Work to do - Can you retype the records below word for word, starting at the line that contains "As a warehouse robot's perception module, locate gray" and continuing through the end of the records, with the pictures left out?

Dataset entries:
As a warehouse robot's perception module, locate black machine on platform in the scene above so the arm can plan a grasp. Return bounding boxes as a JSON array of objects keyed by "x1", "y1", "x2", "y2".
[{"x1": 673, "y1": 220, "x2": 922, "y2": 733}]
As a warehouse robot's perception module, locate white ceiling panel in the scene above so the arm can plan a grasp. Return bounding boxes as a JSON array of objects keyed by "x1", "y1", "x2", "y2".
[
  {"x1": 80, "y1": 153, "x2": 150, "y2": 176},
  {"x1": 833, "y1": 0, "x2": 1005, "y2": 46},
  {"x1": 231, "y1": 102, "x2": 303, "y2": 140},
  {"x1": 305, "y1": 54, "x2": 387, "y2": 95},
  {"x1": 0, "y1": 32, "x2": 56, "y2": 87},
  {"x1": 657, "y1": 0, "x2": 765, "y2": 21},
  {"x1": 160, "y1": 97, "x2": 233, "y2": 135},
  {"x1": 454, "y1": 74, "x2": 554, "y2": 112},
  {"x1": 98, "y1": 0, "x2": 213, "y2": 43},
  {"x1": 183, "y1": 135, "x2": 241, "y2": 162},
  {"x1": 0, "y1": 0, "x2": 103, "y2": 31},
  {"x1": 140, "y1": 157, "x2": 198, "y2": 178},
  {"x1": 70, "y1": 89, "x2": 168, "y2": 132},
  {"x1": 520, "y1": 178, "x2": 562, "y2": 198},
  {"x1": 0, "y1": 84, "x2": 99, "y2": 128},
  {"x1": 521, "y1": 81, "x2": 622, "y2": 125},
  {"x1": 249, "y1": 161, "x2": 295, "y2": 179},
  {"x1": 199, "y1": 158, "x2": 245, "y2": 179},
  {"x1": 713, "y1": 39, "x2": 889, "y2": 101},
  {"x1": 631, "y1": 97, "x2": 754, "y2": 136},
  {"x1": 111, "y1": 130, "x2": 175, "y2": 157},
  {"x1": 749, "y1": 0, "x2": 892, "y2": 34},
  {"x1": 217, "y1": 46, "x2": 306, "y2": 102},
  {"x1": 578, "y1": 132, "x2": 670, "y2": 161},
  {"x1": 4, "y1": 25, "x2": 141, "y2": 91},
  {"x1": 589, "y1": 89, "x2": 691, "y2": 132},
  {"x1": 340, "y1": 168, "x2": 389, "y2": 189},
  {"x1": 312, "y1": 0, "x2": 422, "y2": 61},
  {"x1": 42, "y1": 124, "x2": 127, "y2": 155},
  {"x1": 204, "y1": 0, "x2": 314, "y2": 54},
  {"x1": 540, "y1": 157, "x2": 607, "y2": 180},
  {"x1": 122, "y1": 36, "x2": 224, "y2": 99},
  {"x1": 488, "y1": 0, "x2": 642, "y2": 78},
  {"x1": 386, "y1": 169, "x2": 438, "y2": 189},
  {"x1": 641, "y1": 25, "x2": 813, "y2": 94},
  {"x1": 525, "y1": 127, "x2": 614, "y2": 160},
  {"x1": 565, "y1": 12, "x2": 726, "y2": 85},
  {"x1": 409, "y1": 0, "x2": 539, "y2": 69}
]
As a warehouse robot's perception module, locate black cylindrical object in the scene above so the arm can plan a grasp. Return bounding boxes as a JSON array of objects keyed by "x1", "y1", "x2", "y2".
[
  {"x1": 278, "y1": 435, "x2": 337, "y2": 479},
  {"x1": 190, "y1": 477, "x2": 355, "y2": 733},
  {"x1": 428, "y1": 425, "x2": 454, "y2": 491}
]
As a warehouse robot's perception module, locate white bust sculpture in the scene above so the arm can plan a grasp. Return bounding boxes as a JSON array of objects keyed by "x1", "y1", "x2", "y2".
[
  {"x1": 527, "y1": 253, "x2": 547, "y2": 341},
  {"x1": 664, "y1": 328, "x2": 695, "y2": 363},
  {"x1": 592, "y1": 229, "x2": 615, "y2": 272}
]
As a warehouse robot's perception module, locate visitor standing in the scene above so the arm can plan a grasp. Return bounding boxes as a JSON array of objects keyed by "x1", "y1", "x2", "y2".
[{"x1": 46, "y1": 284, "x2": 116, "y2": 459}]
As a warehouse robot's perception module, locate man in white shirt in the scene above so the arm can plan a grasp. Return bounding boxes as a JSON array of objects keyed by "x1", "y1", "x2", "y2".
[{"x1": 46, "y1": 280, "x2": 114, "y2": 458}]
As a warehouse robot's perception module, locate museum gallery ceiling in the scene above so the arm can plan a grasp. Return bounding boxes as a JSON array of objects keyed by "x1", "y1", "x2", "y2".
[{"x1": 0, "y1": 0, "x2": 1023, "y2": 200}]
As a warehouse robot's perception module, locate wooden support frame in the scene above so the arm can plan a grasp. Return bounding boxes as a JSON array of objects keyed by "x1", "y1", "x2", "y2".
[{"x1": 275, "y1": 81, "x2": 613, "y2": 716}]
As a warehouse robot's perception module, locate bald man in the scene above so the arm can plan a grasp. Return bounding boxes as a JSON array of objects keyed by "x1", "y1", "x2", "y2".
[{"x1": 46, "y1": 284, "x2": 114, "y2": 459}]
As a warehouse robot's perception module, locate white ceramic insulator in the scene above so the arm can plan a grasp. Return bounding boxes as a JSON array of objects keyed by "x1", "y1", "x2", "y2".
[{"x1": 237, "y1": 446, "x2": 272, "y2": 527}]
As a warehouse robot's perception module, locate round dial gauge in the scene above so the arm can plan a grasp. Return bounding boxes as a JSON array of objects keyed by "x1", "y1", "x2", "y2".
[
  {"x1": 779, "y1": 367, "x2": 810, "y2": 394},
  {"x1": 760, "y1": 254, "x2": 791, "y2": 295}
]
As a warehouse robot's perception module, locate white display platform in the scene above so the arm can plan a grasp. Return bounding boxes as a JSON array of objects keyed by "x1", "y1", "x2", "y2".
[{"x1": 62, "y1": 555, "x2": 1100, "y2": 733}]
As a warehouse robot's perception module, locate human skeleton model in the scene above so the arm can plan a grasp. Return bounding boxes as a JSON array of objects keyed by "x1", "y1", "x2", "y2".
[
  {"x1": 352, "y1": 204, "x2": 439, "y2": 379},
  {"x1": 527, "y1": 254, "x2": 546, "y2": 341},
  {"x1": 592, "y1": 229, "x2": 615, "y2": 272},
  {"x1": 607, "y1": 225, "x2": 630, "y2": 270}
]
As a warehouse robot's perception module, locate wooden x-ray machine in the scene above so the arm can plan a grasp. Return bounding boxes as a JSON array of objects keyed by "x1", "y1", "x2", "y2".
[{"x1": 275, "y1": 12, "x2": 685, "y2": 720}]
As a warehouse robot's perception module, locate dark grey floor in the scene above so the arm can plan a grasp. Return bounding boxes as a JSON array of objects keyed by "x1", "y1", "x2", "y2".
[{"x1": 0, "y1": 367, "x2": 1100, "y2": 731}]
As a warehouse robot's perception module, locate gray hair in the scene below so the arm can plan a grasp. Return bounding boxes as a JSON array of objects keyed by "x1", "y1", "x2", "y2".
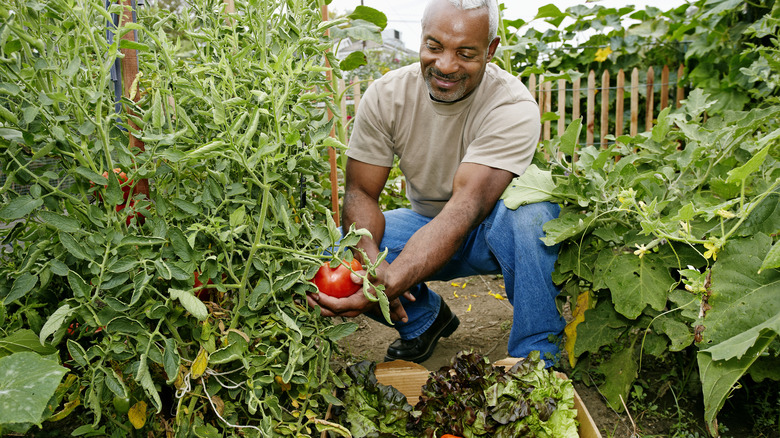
[{"x1": 447, "y1": 0, "x2": 498, "y2": 41}]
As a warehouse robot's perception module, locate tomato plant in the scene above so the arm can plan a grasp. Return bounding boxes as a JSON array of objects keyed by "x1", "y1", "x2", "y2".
[{"x1": 312, "y1": 259, "x2": 363, "y2": 298}]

Answer below -
As a warehouse robot's perception module, locate gray hair in the scene below so the arm can plan a grasp. Return bounding boxes as a JSON array of objects keyed by "x1", "y1", "x2", "y2".
[{"x1": 447, "y1": 0, "x2": 498, "y2": 41}]
As a warehouse robot's perception module, locate tomato plant in the scene above so the arm can plan a grasp. Return bounding boxes as a JSON array of objects keyed by "x1", "y1", "x2", "y2".
[{"x1": 312, "y1": 259, "x2": 363, "y2": 298}]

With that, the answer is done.